TO DO
Every record must be restated exactly. Drop the images.
◆ ◆ ◆ ◆
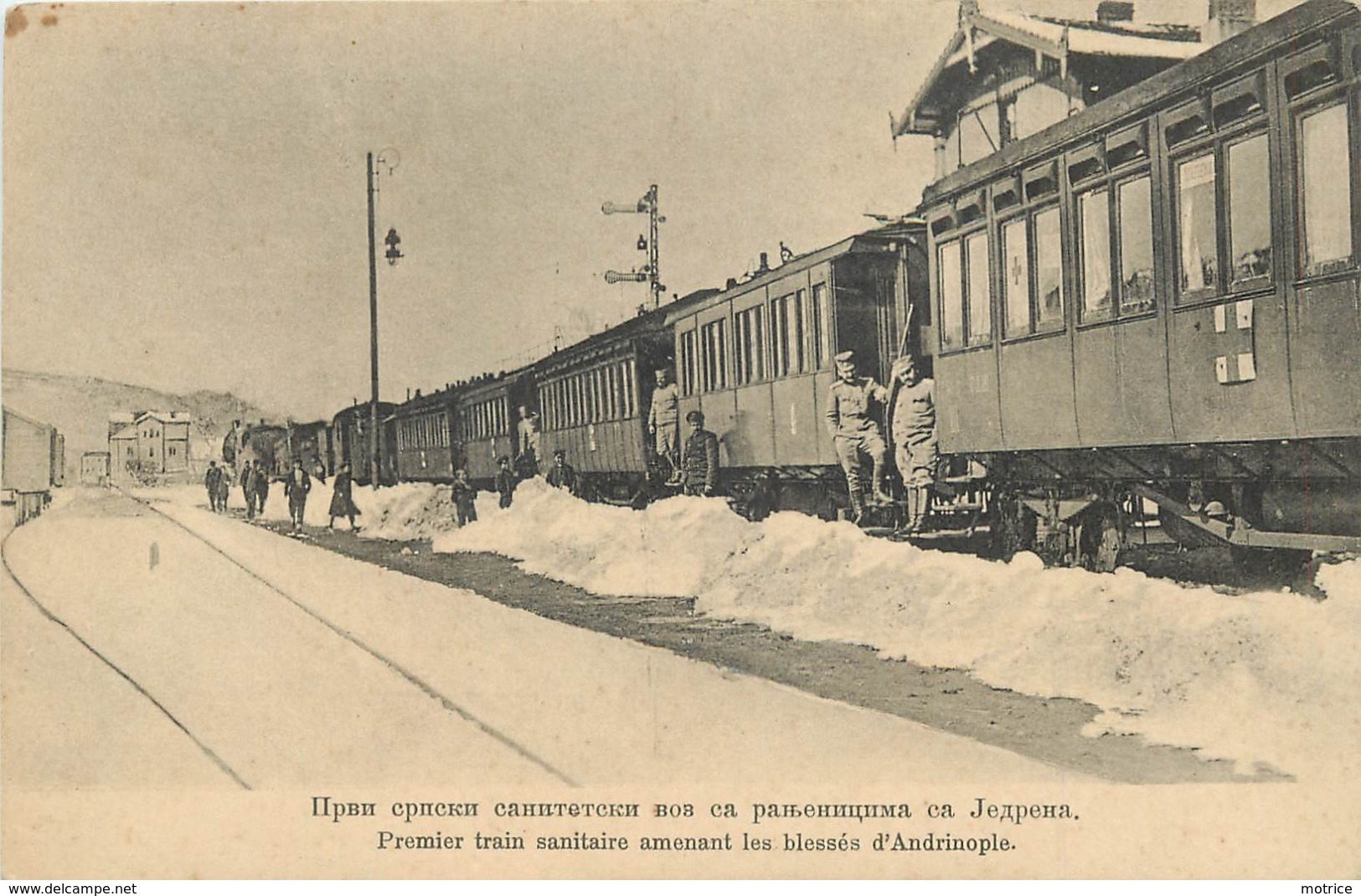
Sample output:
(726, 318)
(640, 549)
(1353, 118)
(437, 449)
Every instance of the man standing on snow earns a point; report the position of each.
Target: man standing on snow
(464, 498)
(210, 481)
(296, 487)
(855, 430)
(915, 437)
(261, 487)
(562, 474)
(700, 459)
(248, 487)
(505, 481)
◆ ◆ ◆ ◆
OUTPUT OF THE EXERCISE
Sample output:
(726, 318)
(640, 549)
(1353, 118)
(437, 449)
Every instance of the man standing on snow earns a point; report the position of each.
Target: man standing on snow
(464, 498)
(210, 481)
(296, 487)
(855, 430)
(915, 437)
(261, 487)
(562, 474)
(700, 459)
(248, 487)
(505, 481)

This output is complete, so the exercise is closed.